> _Tasks for this exercise_
1. In the article on Lauren Boebert's campaign spending, reproduce the text starting with "Lauren Boebert wasn’t" and going on through "calls and texts.", substituting "legislator" for "lawmaker".
2. Condense the paragraph of the article on Lauren Boebert's campaign spending that opens with "Lauren Boebert wasn’t fooling anyone" into a shorter version that keeps its main facts.

Text for analysis: Begin

Lauren Boebert wasn’t fooling anyone with her “lipstick” photo earlier this week, but a more tried-and-true theme is now back to rear its head. That would be the world of sketchy campaign finance, and discussions of that variety haven’t been kind to Boebert, given previous allegations (via The Denver Post) that she claimed enough mileage expenses in 2020 to root and toot herself a third of the way around the Earth’s circumference. The Republican lawmaker also allegedly paid rent and bills for her (now-defunct) restaurant with campaign dollars, and now, Boebert is being accused of a relatively astronomic sum for campaign calls and texts.
$60,000 would be the alleged (illegal) figure, according to Newsweek, which adds that Boebert managed to rack up that bill for the 2022 midterm election that she narrowly won (Democrat Adam Frisch has since decided to run against her for 2024). How, exactly, does one rack up $60,000 in calls in texts within one’s own district? That’s a mystery, but Newsweek has the details from an FEC complaint:
End Citizens United has filed a complaint with the Federal Election Commission (FEC) alleging the Republican’s political action committee spent tens of thousands of dollars on so-called “get out the vote” contact calls and texts that were not reported accurately.

Text for analysis: End
Information given: Begin

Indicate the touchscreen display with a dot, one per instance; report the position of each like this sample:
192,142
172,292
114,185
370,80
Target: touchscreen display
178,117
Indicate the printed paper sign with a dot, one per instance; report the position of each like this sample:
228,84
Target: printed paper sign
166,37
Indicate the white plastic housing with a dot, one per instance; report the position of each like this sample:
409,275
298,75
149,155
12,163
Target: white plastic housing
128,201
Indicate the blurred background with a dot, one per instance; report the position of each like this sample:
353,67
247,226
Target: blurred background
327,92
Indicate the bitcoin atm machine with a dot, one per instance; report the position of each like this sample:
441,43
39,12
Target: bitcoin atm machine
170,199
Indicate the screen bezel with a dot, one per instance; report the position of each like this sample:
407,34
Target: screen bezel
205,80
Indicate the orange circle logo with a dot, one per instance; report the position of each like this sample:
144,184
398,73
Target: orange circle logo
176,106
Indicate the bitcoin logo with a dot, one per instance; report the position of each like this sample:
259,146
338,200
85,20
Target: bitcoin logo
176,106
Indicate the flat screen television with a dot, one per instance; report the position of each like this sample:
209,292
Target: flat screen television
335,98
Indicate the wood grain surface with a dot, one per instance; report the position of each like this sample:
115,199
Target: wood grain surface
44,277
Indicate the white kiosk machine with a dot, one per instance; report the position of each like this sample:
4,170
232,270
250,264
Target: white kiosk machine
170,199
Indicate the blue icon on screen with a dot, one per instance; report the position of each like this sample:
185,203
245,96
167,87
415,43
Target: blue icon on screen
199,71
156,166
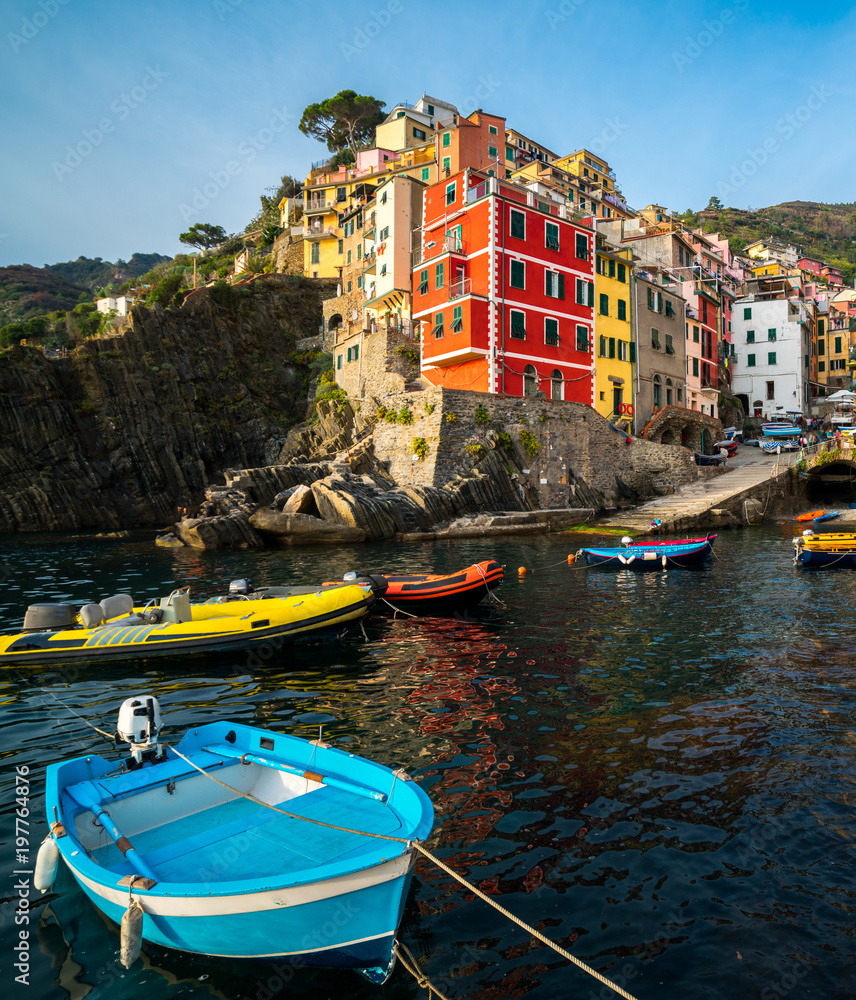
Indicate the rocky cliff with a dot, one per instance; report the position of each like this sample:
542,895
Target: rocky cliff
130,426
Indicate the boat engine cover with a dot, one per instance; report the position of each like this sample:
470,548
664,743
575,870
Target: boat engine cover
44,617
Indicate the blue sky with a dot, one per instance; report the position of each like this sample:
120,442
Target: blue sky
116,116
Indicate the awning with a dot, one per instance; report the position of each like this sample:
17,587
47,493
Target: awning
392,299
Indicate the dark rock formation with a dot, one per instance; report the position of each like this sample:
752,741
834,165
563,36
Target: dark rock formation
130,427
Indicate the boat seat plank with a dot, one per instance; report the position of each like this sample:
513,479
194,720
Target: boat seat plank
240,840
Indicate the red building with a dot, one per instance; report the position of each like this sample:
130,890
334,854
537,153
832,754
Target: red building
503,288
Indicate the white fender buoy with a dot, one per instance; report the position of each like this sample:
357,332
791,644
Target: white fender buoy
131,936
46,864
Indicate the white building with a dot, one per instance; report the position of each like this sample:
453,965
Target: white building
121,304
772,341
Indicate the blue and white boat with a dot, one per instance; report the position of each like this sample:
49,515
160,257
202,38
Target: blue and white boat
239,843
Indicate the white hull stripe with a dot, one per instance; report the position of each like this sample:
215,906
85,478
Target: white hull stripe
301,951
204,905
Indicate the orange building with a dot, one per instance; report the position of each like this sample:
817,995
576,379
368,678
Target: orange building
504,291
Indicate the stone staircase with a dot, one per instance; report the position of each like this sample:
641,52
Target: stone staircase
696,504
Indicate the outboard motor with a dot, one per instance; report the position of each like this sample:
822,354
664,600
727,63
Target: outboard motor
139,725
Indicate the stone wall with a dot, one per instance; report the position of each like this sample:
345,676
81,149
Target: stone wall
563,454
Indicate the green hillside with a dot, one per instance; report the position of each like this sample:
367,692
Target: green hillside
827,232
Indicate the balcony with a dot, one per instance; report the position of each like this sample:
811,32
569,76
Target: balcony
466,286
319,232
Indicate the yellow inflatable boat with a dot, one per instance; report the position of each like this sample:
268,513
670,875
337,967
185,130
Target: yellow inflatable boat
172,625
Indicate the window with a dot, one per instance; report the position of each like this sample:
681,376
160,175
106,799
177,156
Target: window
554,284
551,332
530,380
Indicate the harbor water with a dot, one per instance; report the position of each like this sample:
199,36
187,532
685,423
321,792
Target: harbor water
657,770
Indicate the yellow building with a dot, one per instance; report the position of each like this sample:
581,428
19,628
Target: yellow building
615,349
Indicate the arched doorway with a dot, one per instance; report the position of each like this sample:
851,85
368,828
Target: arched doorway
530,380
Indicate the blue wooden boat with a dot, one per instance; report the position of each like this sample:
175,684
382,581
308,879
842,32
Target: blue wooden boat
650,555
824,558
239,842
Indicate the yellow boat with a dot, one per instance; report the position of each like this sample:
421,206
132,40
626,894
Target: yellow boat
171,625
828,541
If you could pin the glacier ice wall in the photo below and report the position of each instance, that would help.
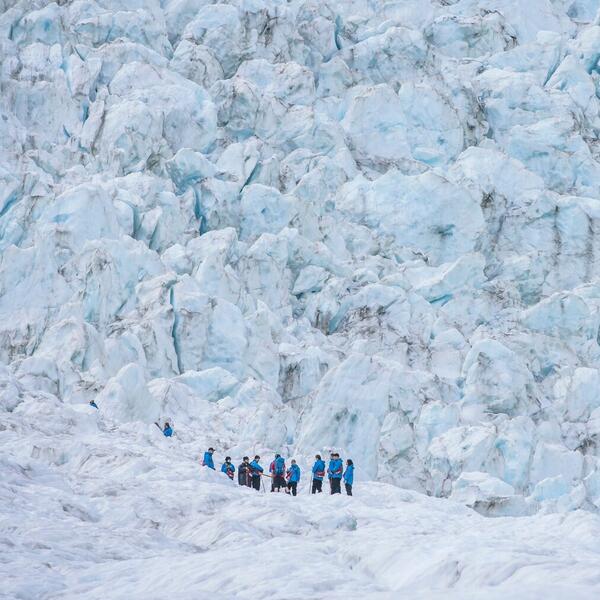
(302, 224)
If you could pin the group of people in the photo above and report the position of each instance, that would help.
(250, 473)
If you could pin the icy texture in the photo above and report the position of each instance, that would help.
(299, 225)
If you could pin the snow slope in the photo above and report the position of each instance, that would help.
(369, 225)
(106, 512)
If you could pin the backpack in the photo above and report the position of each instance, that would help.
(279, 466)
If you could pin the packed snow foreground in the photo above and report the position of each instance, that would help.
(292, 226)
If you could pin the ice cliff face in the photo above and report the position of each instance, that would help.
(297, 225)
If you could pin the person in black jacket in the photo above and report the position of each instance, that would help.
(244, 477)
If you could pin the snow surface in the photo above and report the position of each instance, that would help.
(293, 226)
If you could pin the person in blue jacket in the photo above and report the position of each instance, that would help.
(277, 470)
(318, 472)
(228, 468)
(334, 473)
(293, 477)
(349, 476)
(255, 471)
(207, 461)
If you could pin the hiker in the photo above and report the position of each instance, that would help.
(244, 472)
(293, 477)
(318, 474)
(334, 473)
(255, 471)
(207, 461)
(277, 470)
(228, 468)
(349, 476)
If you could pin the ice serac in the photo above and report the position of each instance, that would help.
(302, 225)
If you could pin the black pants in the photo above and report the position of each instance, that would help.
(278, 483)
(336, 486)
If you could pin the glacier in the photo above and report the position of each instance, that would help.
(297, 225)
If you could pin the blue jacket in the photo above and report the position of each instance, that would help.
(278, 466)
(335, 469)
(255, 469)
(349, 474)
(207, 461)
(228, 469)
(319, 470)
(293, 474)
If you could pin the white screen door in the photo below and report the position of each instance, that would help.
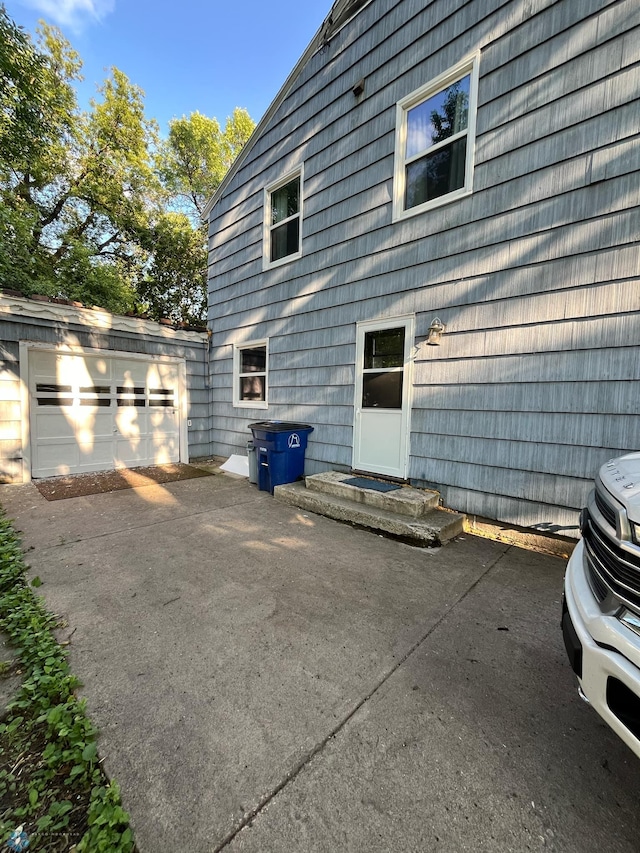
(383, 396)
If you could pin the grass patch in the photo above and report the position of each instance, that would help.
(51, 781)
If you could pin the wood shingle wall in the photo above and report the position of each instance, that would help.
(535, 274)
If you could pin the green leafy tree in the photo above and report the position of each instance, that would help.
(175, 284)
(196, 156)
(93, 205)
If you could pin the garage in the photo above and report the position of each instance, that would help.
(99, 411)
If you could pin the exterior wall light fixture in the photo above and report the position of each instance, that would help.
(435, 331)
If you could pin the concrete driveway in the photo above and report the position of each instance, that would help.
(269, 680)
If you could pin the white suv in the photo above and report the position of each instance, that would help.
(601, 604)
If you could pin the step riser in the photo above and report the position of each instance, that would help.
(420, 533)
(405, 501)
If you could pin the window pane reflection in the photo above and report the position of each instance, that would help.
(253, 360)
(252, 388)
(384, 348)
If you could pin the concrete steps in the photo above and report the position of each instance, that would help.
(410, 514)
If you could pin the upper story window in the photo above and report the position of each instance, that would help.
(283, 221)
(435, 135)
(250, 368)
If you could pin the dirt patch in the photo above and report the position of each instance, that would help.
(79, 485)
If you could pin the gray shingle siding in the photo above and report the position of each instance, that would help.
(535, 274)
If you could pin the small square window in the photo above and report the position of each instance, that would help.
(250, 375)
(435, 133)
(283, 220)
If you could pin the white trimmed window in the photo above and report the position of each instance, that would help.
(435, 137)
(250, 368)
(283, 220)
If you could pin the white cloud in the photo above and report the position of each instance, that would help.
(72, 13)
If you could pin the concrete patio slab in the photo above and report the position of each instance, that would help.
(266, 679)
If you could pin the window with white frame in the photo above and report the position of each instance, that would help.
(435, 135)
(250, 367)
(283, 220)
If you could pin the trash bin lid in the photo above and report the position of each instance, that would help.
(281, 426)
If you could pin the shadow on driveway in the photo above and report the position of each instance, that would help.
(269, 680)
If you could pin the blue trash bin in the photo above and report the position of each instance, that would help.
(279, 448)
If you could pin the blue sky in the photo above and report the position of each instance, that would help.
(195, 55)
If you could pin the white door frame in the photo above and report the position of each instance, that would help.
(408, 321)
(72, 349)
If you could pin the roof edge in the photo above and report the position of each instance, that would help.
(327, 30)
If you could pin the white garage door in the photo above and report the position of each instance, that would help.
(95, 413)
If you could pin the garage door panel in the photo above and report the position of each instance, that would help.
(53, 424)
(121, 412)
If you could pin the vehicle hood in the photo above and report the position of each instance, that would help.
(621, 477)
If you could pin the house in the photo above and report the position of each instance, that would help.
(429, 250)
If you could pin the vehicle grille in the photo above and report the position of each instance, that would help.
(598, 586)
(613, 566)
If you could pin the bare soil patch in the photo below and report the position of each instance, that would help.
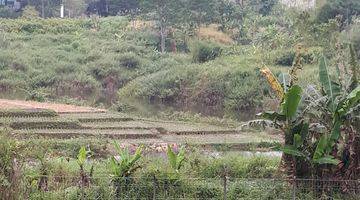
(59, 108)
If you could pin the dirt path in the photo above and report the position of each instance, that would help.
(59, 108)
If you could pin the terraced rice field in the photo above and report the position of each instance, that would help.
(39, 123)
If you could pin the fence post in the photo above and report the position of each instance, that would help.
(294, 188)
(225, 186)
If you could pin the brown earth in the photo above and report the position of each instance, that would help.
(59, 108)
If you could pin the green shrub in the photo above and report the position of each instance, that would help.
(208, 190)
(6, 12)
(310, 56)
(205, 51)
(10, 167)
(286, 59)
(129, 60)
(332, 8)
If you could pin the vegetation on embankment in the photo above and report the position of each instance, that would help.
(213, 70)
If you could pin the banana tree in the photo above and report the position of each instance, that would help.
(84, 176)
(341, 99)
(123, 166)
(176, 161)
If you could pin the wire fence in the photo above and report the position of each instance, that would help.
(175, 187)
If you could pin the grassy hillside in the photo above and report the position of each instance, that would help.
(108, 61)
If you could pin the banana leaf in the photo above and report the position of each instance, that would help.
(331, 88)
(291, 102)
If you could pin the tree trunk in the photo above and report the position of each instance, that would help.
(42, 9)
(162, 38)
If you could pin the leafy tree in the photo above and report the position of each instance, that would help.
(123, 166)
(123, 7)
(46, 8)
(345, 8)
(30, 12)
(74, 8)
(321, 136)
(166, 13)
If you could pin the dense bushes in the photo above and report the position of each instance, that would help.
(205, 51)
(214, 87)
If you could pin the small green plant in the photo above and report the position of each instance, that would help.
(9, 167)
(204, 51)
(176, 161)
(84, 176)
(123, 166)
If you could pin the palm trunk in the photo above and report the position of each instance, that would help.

Information given: End

> _Answers to the tasks_
1.
Lauren Boebert wasn’t fooling anyone with her “lipstick” photo earlier this week, but a more tried-and-true theme is now back to rear its head. That would be the world of sketchy campaign finance, and discussions of that variety haven’t been kind to Boebert, given previous allegations (via The Denver Post) that she claimed enough mileage expenses in 2020 to root and toot herself a third of the way around the Earth’s circumference. The Republican legislator also allegedly paid rent and bills for her (now-defunct) restaurant with campaign dollars, and now, Boebert is being accused of a relatively astronomic sum for campaign calls and texts.

2. After her "lipstick" photo this week, Lauren Boebert again faces questions about campaign finance. The Denver Post previously reported allegations that she claimed enough 2020 mileage expenses to travel a third of the way around the Earth. She also allegedly used campaign money to pay rent and bills for her now-defunct restaurant. She is now accused of spending a large sum on campaign calls and texts.